++++ Provided passage ++++

My Way: Who is the girl who inspired Frank Sinatra’s classic song?

French singer France Gall, who has died aged 70, was a pop icon during the Swinging SixtiesAFP/GETTY

French singer France Gall, who has died aged 70, was a pop icon during the Swinging Sixties

France Gall, who died this week aged 70, inspired her jilted boyfriend Claude François to write a mournful ballad about lost love called Comme D’Habitude (As Usual, in English).

The Canadian songwriter Paul Anka heard the song during a trip to Paris in 1967 and was so taken by it that he bought the rights, rewrote the lyrics for Frank Sinatra and gave it a new title: My Way.

Ol’ Blue Eyes failed to get to No 1 with the song – after peaking at No 5 in the UK charts – but My Way went on to stay in the UK Top 40 for two and a half years, a record that has never been equalled.

It has since gone down in history as such a classic that it has been covered by more than 100 artists from Elvis Presley to Sid Vicious and is said to be requested for funerals more than any other track. No wonder French President Emmanuel Macron marked Gall’s passing with a heartfelt tweet and his culture minister described heras “a timeless icon of French song”.

The girl who was to embody the emancipation of French women in the post-war era was born into a musical family in Paris in 1947. Her father Robert was a lyricist who wrote for Edith Piaf and Charles Aznavour, while her mother was a singer.

Given this background it was no surprise that Gall was encouraged to exploit her own musical talent and she was just 15 when her father sent some recordings of her singing to music publisher Denis Bourgeois, who happened to be artistic director to Serge Gainsbourg.

After releasing her first hit record a year later Gall was selected to represent Luxembourg at the 1965 Eurovision Song Contest in Naples – with its tiny population, the landlocked Grand Duchy often had to rely on talent from outside. Presented with a choice of 10 songs Gall picked Poupee De Cire, Poupee De Son (Wax Doll, Rag Doll) penned by Gainsbourg.

Frank Sinatra, whose song My Way started out as a ballad mourning a lost loveREDFERNS

Frank Sinatra, whose song My Way started out as a ballad mourning a lost love

Her choice of a pop song in an era when Eurovision was accustomed to less jaunty fare did not go down well and she was booed by the audience during rehearsals.

By now Gall was in a relationship with Claude François whose English wife Janet Woollcott had left him for singer Gilbert Becaud – known as “Monsieur 100,000 Volts” thanks to his energetic stage act. Indeed, François had written a plaintive song about their break-up called Je Sais (I Know). 

He was not in the auditorium when Gall sang her entry live – perhaps because he was 25 and still married and she was 17 – but he watched it on television.

When she called him straight after her performance he was appalled: “You sang off key,” he said. “You were terrible.” But the song impressed the jury and Gall carried off the grand prix ahead of the UK’s Kathy Kirby in second place.

++++ Information shown ++++

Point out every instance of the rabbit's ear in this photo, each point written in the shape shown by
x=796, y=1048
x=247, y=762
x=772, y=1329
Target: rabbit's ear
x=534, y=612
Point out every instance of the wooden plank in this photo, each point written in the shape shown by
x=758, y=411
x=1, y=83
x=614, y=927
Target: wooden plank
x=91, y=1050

++++
++++ Information shown ++++

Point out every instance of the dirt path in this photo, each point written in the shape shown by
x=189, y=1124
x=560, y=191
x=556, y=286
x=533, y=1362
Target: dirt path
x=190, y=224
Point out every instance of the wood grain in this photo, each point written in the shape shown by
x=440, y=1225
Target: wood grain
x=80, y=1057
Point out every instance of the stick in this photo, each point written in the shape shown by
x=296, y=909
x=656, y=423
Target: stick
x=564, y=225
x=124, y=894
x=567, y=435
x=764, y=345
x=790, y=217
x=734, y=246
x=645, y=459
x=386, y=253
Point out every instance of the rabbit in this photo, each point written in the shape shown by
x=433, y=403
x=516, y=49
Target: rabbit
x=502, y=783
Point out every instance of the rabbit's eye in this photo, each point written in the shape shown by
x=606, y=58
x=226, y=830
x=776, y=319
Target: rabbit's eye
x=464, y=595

++++

▶ Action item A:
In the article about France Gall, rewrite the passage that begins with the words "The girl who was" and ends after "was a singer.", replacing "lyricist" with "songwriter".
▶ Action item B:
According to the article about France Gall, how long did My Way stay in the UK Top 40?
▶ Action item C:
Continue the article about France Gall and the origins of My Way from the point where it stops.

▶ Expected answer A:
The girl who was to embody the emancipation of French women in the post-war era was born into a musical family in Paris in 1947. Her father Robert was a songwriter who wrote for Edith Piaf and Charles Aznavour, while her mother was a singer.

▶ Expected answer B:
Two and a half years.

▶ Expected answer C:
Less than a month after her victory Billboard magazine carried a cryptic paragraph on its international news pages revealing that a French court had ordered the seizure of the weekly paper Ici Paris following a complaint by Robert Gall about a report on “the secret love affair between France Gall and the singer Claude François”.

France Gall with singer Serge GainsbourgAFP/GETTY

France Gall with singer-songwriter Serge Gainsbourg

Her relationship with François carried on for another two years but her partnership with Gainsbourg came to an abrupt end in 1966.

The success of their collaborations led Gall to trust him to a point that she would sing more or less whatever he presented her with. But that relationship broke down completely after the release of Les Sucettes (Lollipops), the story of a girl who is “in paradise” every time “that little stick is on her tongue”.

Upon discovering the double entendre, Gall refused to perform the suggestive song and never worked with or spoke to Gainsbourg again.

A year later she and François also parted company and true to form he penned another selfpitying cri de coeur, Comme D’Habitude, which includes the lines: “My hand is stroking your hair/ Almost in spite of myself/ As usual/ But you turn your back on me/ As usual.”

He went on to sell more than 70 million records and when he died in 1978 at the age of 39 after accidentally electrocuting himself president Valery Giscard d’Estaing described him as “the French equivalent of The Beatles”.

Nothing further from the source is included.